§ Requirement: Copy out the data below, changing every "pin" to "dot" and leaving everything else the same.

§ Data extract:
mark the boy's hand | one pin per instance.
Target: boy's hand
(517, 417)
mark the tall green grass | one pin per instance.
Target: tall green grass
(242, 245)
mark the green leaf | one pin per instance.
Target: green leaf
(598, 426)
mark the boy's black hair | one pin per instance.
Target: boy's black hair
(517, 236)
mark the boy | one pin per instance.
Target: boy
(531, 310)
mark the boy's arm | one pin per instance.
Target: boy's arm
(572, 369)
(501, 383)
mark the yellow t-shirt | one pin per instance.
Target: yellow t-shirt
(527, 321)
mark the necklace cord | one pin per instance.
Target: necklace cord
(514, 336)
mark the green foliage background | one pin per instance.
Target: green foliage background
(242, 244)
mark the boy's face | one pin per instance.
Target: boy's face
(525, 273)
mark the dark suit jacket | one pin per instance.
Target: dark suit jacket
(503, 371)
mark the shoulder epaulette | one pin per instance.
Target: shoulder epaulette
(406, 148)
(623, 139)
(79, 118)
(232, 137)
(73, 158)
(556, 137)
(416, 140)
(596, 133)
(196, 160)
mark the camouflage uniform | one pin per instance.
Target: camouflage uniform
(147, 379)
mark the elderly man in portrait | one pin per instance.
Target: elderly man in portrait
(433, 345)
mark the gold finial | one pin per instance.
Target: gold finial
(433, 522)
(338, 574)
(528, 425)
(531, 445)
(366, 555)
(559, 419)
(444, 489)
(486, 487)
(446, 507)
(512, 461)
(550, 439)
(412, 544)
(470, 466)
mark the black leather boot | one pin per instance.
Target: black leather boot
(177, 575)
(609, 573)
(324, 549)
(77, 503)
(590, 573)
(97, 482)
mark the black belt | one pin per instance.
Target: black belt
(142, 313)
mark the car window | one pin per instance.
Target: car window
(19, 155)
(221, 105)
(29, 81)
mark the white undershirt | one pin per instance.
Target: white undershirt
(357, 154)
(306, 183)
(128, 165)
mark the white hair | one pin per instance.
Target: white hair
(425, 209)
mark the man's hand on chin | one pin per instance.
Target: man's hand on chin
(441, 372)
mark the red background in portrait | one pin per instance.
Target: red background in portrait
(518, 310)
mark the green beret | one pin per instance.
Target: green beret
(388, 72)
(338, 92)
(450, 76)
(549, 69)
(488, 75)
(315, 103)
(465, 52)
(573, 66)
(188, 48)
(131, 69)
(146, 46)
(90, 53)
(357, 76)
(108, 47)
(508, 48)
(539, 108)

§ Completed exercise:
mark the boy's hand | one dot per instance.
Target: boy's hand
(517, 417)
mark the tall green grass | one dot per instance.
Target: tall green grass
(242, 245)
mark the green leaf | one dot per instance.
Target: green leaf
(598, 426)
mark the boy's black hair | one dot per instance.
Target: boy's black hair
(517, 236)
mark the boy | one dot per instance.
Target: boy
(531, 310)
mark the boy's arm | one dot per instance.
Target: boy's arm
(572, 369)
(501, 383)
mark the yellow t-shirt | one dot per instance.
Target: yellow t-shirt
(527, 321)
mark the necklace cord | one dot per instance.
Target: necklace cord
(514, 336)
mark the green foliage background | one dot per instance.
Target: green foliage background
(242, 244)
mark the boy's face | one dot per instance.
Target: boy's face
(525, 273)
mark the dark suit jacket | one dot per instance.
Target: dark suit jacket
(503, 371)
mark the shoulder epaulette | one dot per instance.
Target: shoulder epaulette
(406, 148)
(623, 139)
(79, 118)
(232, 137)
(73, 158)
(556, 137)
(416, 140)
(596, 133)
(196, 160)
mark the camouflage uniform | one dot per instance.
Target: camouflage uniform
(147, 379)
mark the elderly man in portrait | one dot per instance.
Target: elderly man in portrait
(433, 345)
mark the gold finial | one dot per instance.
Target: gold finial
(433, 522)
(338, 574)
(528, 425)
(531, 445)
(366, 555)
(559, 419)
(444, 489)
(486, 487)
(446, 507)
(512, 461)
(550, 439)
(412, 544)
(470, 466)
mark the black leather boot | one dot per instance.
Target: black leather boot
(177, 575)
(609, 573)
(324, 549)
(77, 503)
(590, 573)
(97, 482)
mark the black belt | one dot per instance.
Target: black belt
(142, 313)
mark the car window | one dot per instance.
Target: car window
(19, 155)
(221, 105)
(29, 81)
mark the white undershirt | one dot per instance.
Target: white undershirt
(357, 154)
(306, 183)
(128, 165)
mark the white hair | one dot per instance.
Target: white hair
(425, 209)
mark the man's hand on chin | one dot per instance.
Target: man's hand on chin
(441, 372)
mark the red background in portrait | one dot per instance.
Target: red background in portrait
(518, 310)
mark the green beret | one dot per instance.
Target: green beret
(388, 72)
(338, 92)
(450, 76)
(549, 69)
(488, 75)
(315, 103)
(465, 52)
(573, 66)
(188, 48)
(131, 69)
(146, 46)
(90, 53)
(357, 76)
(108, 47)
(508, 48)
(539, 108)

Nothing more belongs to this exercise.